Text under study:
- - -

The other big problem with this approach is that while it can technically be used to express preferences on a per-page basis, trying to do this with a large site will rapidly become unwieldy. Trying to express preferences for training, indexing and querying multiple pages between multiple crawlers is a combinatorial explosion. This could rapidly lead to enormous files that services will simply start to ignore as being too big to process in a timely manner.
Use the <meta name=”robots”> tag
On individual pages, we can use the “robots” meta tag to indicate to search engine crawlers that they shouldn’t be indexing a page, as well as slightly more complex concepts such as “you can index this, but don’t display text snippets”. When it comes to AI there isn’t an accepted standard for indicating if content can be used or not, but there is an emerging one:
<meta name=”robots” content=”noai,noimageai”>
This originally came from DeviantArt, but it seems to have a growing acceptance among content-sharing sites as being a de-facto standard for indicating this kind of thing. Whether AI crawlers care about it, on the other hand, is very much unknown.
This also lacks the ability to express the difference between the use of content for training and the use of content for answering queries, meaning it can be a bit of a blunt instrument.
Use domain-specific options
It turns out that there’s a standard mechanism (insofar as it’s included as a .well-known file) – ostensibly for news sites – for expressing trust relationships between services and highlighting things like responsible disclosure policies. This includes a datatrainingallowed parameter which can be used for telling crawlers at a site-level that we don’t want them to be using content for training.
Unfortunately, the same as with robots.txt, there’s no mechanism here for expressing nuance. It’s an all or nothing switch between “use our whole site for training purposes” and “don’t train using any content on our site”. Domain-specific options also suffer from being narrow in scope by design, making them poorly suited for sharing your intent with crawlers operating outside of that domain.

- - -

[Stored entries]
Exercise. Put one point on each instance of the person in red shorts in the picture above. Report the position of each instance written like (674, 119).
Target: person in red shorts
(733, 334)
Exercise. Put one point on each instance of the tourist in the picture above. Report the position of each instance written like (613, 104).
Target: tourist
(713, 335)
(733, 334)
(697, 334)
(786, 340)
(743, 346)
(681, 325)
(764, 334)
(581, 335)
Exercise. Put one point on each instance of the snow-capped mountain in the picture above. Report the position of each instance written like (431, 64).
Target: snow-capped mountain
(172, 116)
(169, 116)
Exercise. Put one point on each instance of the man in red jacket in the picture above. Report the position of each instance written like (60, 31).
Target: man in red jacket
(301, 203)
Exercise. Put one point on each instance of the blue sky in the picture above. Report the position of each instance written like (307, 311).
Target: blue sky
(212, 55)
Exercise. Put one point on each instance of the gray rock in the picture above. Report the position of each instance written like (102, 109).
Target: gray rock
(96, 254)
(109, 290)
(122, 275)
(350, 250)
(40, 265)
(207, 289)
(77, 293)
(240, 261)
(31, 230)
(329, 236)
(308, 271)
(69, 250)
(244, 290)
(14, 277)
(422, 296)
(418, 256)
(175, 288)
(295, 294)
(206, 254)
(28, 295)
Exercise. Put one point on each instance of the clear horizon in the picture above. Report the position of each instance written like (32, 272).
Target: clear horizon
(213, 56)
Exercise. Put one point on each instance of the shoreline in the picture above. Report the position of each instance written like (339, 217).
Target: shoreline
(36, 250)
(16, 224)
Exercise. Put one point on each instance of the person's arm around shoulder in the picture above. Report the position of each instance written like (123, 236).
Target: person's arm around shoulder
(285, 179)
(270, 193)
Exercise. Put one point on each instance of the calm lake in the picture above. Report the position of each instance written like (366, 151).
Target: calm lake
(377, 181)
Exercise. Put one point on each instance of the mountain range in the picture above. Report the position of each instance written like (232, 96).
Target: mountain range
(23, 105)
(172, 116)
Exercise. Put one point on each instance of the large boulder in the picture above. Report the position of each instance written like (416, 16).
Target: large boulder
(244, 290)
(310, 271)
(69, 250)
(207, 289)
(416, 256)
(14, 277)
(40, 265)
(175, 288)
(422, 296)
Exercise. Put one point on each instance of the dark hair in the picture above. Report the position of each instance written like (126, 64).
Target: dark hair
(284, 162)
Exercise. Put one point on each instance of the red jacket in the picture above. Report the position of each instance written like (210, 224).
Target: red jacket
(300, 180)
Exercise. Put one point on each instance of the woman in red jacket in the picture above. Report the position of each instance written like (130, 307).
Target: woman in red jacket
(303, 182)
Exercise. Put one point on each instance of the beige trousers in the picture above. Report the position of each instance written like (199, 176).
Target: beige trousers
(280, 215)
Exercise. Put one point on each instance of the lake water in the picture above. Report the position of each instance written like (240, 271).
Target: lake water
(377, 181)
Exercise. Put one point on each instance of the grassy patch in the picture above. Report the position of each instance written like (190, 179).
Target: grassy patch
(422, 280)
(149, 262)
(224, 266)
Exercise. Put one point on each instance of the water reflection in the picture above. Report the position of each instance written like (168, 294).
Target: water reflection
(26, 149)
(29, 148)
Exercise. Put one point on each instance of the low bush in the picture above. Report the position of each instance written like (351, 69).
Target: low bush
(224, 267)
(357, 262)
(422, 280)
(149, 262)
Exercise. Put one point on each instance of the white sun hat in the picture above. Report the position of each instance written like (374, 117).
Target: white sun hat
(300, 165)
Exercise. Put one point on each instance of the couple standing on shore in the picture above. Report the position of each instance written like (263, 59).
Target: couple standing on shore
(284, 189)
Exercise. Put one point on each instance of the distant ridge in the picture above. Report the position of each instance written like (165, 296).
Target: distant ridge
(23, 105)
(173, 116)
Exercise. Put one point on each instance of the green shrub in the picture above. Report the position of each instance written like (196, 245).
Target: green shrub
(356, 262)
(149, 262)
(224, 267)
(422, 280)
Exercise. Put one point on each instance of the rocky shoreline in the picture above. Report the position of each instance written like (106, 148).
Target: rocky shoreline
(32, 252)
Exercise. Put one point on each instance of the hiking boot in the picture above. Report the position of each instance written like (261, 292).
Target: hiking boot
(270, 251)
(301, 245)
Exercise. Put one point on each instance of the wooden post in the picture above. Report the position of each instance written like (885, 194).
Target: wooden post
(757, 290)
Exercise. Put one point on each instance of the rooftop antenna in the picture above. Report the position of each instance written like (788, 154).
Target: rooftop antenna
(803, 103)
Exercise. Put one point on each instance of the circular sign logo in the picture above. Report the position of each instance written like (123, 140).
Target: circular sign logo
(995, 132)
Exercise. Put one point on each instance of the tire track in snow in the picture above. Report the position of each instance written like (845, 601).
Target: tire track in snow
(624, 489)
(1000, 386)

- - -

Task statement:
Continue the text on telling AI crawlers how site content may be used, starting right after its last sentence.

Answer area:
What’s the conclusion?
Ultimately, at the moment, there isn’t a good way to instruct AI crawlers when it comes to them consuming content. Only a set of suggestions with poor flexibility and even poorer implementation from crawlers where it exists at all.
The most robust method with the most support seems to be the use of robots.txt, but new crawlers may appear in the future and start slurping content before they can be included in lists. As services become more complex and with more nuanced abilities robots.txt is also badly suited for expressing different policies page-by-page.
Although the use of noai directives give us flexibility to specify exactly how we want AI to be able to interact with individual pieces of content, support isn’t widely implemented. As far as I can tell, big players like OpenAI simply ignore it, and even if they did offer support it doesn’t let us express concepts like “don’t use this for training, but you can use it to try to answer questions”.
Ultimately though, web standards are built from the ground up by people using them. We’d welcome a much more rigorous discussion around how content providers of all shapes and sizes can tell AI crawlers what they can and can’t do, but in the meantime using what we’ve got available now helps to identify gaps in what we can express and place pressure on those AI crawlers to be good internet citizens.